Copy the lines below, replacing each occurrence of "this frame" with "this image" and leaving everything else as it is.

### RECORDED DATA
.....

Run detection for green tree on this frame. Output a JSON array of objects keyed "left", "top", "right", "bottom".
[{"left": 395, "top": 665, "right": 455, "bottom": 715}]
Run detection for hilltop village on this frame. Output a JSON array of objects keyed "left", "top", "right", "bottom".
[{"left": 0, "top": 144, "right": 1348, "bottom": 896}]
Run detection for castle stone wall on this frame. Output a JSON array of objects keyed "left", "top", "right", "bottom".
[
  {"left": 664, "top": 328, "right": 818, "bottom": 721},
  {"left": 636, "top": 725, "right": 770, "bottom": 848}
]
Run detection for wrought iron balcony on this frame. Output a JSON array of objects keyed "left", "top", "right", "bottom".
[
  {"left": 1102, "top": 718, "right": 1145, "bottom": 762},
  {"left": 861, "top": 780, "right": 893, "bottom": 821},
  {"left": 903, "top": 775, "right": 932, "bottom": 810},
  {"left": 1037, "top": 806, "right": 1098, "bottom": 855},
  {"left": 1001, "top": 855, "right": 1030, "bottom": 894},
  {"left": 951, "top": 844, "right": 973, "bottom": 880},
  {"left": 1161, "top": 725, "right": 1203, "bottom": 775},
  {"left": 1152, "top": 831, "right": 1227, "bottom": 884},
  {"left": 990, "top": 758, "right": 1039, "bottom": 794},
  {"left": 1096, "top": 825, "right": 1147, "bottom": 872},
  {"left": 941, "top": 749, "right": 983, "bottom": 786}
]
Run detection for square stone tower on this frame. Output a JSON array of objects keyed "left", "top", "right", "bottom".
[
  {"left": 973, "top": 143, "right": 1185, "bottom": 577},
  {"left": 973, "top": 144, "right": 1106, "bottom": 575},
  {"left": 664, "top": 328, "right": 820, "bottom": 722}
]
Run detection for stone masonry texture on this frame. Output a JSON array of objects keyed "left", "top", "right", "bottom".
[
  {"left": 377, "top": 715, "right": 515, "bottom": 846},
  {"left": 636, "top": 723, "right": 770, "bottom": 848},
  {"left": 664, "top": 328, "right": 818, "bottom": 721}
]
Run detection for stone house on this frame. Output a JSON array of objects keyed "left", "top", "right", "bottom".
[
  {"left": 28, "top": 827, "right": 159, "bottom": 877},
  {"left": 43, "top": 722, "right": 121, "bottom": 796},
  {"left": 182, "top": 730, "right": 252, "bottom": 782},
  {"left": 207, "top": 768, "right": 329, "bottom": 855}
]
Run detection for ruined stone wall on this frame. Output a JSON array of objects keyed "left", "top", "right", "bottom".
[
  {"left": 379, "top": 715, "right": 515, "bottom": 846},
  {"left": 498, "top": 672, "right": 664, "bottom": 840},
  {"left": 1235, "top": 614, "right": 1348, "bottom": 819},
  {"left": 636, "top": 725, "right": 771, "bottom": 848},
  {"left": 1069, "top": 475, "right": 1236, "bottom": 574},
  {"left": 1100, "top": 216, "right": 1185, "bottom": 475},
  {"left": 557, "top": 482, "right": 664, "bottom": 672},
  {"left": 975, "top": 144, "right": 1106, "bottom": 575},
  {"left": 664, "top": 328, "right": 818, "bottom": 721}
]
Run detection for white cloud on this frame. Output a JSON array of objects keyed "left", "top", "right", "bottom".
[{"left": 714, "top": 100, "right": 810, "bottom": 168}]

.....

### THE ANSWER
Run detection for green tree on this image. Output a JSON array of objects keyed "left", "top", "right", "bottom".
[{"left": 395, "top": 665, "right": 455, "bottom": 715}]
Run detection for hilltop village on this image. Output a JSON array of objects keyed "left", "top", "right", "bottom".
[{"left": 0, "top": 144, "right": 1348, "bottom": 896}]
Run detection for castle stone wall on this image. Output a JSON array of objects keyed "left", "top", "right", "bottom".
[
  {"left": 664, "top": 328, "right": 818, "bottom": 721},
  {"left": 636, "top": 725, "right": 770, "bottom": 848}
]
Run detection for wrought iron balcony on this image. Output a JSON array of objects keyed "left", "top", "right", "bottom".
[
  {"left": 1102, "top": 718, "right": 1145, "bottom": 762},
  {"left": 861, "top": 780, "right": 893, "bottom": 821},
  {"left": 903, "top": 775, "right": 932, "bottom": 810},
  {"left": 1037, "top": 806, "right": 1098, "bottom": 855},
  {"left": 1001, "top": 855, "right": 1030, "bottom": 894},
  {"left": 951, "top": 844, "right": 973, "bottom": 880},
  {"left": 1161, "top": 725, "right": 1203, "bottom": 775},
  {"left": 1152, "top": 831, "right": 1227, "bottom": 884},
  {"left": 990, "top": 758, "right": 1039, "bottom": 794},
  {"left": 1096, "top": 825, "right": 1147, "bottom": 872},
  {"left": 941, "top": 749, "right": 983, "bottom": 786}
]
Run detection for square stone tower on this image. Output a JSON array of objects keyed "left", "top", "right", "bottom".
[
  {"left": 973, "top": 143, "right": 1185, "bottom": 577},
  {"left": 973, "top": 144, "right": 1106, "bottom": 575},
  {"left": 664, "top": 328, "right": 820, "bottom": 722}
]
Run detection for stone masonry texture on this image. Output a JSON array of objects keyed "left", "top", "right", "bottom".
[
  {"left": 377, "top": 715, "right": 515, "bottom": 846},
  {"left": 636, "top": 723, "right": 770, "bottom": 848},
  {"left": 664, "top": 328, "right": 818, "bottom": 721}
]
Run detection for stone house on this image. Output a JSON array of objects keyed "left", "top", "right", "bottom".
[
  {"left": 28, "top": 827, "right": 159, "bottom": 877},
  {"left": 43, "top": 722, "right": 121, "bottom": 796},
  {"left": 182, "top": 730, "right": 252, "bottom": 782},
  {"left": 207, "top": 768, "right": 329, "bottom": 855}
]
Run detection for ruined stone wall on this image. Output a JSON array of objects keyed "left", "top", "right", "bottom".
[
  {"left": 379, "top": 715, "right": 515, "bottom": 846},
  {"left": 498, "top": 672, "right": 664, "bottom": 840},
  {"left": 1235, "top": 614, "right": 1348, "bottom": 819},
  {"left": 636, "top": 725, "right": 771, "bottom": 848},
  {"left": 1069, "top": 475, "right": 1236, "bottom": 574},
  {"left": 1100, "top": 216, "right": 1185, "bottom": 475},
  {"left": 557, "top": 482, "right": 664, "bottom": 672},
  {"left": 975, "top": 144, "right": 1106, "bottom": 575},
  {"left": 664, "top": 328, "right": 818, "bottom": 721}
]
Run detection for white cloud on this image. Output a JSON array of objects keyed "left", "top", "right", "bottom".
[{"left": 714, "top": 100, "right": 810, "bottom": 168}]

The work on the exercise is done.